DOCUMENT EXTRACT:
No surprise, then, that Big Tech has decided it’s done with the enterprise altogether. After the 2016 election, news became a bug rather than a feature, a burdensome responsibility of truth arbitration that no executive particularly wanted to deal with. Slowly, and then not so slowly, companies divested from news. Facebook reduced its visibility in users’ feeds. Both Meta and Google restricted the distribution of news content in Canada. Meta’s head of Instagram, Adam Mosseri, noted that its newest social network, Threads, wouldn’t go out of its way to amplify news content. Elon Musk destroyed Twitter, apparently as part of a reactionary political project against the press, and made a number of decisions that resulted in its replacement, X, being flooded with garbage. As The New York Times declared recently, “The major online platforms are breaking up with news.”

PROVIDED MATERIAL:
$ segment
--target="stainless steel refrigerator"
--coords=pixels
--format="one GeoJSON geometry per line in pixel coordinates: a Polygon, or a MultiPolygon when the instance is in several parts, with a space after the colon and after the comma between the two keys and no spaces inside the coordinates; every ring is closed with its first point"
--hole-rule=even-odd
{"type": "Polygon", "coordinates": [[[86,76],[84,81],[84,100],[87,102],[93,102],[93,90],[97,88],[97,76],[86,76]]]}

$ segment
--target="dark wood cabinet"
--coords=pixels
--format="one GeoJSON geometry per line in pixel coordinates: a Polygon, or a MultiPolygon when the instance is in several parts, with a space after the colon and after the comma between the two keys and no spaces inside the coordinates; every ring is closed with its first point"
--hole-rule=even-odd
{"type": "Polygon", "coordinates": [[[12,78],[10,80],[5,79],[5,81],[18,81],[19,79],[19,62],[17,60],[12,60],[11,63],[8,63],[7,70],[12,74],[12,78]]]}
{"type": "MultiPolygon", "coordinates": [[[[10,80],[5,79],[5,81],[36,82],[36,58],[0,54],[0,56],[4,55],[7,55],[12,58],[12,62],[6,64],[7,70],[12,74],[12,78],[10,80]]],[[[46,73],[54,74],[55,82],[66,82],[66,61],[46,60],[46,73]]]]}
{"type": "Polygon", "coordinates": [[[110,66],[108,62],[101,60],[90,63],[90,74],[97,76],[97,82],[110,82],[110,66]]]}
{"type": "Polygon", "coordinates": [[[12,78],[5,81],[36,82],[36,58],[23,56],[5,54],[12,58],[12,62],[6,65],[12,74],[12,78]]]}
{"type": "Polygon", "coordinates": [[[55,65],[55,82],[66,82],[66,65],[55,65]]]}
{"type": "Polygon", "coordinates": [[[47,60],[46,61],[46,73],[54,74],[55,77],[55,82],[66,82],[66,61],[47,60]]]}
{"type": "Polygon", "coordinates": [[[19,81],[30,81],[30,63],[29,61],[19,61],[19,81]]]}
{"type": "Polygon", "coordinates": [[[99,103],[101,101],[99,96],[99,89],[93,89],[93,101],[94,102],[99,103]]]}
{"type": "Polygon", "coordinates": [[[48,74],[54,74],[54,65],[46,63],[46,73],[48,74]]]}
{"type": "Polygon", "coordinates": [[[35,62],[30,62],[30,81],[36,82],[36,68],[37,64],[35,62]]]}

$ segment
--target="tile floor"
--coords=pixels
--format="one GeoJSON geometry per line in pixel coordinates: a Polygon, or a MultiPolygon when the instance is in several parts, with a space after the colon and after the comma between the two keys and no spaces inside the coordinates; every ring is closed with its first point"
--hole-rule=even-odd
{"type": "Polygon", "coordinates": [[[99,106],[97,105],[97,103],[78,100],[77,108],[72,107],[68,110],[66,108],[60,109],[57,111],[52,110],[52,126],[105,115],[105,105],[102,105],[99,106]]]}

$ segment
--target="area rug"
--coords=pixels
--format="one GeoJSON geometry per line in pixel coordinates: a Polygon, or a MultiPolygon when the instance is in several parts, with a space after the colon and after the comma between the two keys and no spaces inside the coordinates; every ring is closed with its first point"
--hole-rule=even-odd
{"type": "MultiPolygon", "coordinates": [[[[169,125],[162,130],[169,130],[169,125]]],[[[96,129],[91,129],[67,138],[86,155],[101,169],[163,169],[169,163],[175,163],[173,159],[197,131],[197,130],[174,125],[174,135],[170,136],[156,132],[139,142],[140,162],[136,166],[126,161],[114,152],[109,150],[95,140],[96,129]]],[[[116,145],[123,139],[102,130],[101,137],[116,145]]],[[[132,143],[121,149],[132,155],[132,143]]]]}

PROMPT A: According to the passage on Big Tech and news, who is Meta's head of Instagram?
PROMPT B: Please carry the passage on Big Tech and news further, starting after its final sentence.

EXERCISE ANSWER A: Adam Mosseri.

EXERCISE ANSWER B:
This is correct, but the narrative is missing something. Journalists tend to fixate on how our work is or isn’t distributed. Doing so allows us to believe that algorithms and shortsighted, mercurial tech executives are fully to blame when our work isn’t consumed. Fair enough: Platforms, especially Facebook, have encouraged news organizations to redefine their publishing strategies in the past, including through disastrous pivots to video, only to change directions with an algorithm update or the falsification of key metrics. They’ve also allowed their platforms to be used for dangerous propaganda that crowds out legitimate information. But there is also a less convenient and perhaps more existential side to tech’s divestiture of news. It’s not just the platforms: Readers are breaking up with traditional news, too.

Last week, the Pew Research Center published a new study showing that fewer adults on average said they regularly followed the news in 2021 or 2022 than in any other year surveyed. (Pew started asking the question in 2016.) There’s some shakiness when you break down the demographics, but overall, 38 percent of American adults are following the news closely, versus a high of 52 percent in 2018. This tracks: In 2022, Axios compiled data from different web-traffic-monitoring companies that showed news consumption took a “nosedive” after 2020 and, despite January 6, the war in Ukraine, and other major events, engagement across all news media—news sites, news apps, cable news, and social media—was in decline.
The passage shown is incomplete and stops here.